[[ Data provided open ]]
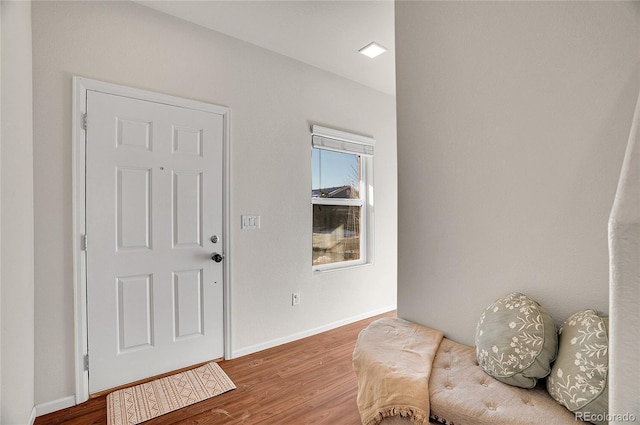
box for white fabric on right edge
[608,90,640,424]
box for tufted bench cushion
[427,338,579,425]
[355,319,587,425]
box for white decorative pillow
[546,310,609,425]
[475,292,558,388]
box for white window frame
[311,125,375,272]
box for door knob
[211,253,224,263]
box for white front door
[85,89,225,393]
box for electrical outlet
[292,292,300,306]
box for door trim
[72,76,232,403]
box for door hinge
[82,113,88,131]
[83,354,89,371]
[81,234,88,251]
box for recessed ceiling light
[359,42,387,59]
[[ Data provided closed ]]
* [What you are asked to do]:
Having found the line with "box for door hinge", transcribe it and each line after it to the end of the entries, with no other lines.

* [Answer below]:
box for door hinge
[82,113,88,131]
[83,354,89,371]
[81,234,88,251]
box for recessed ceiling light
[359,42,387,59]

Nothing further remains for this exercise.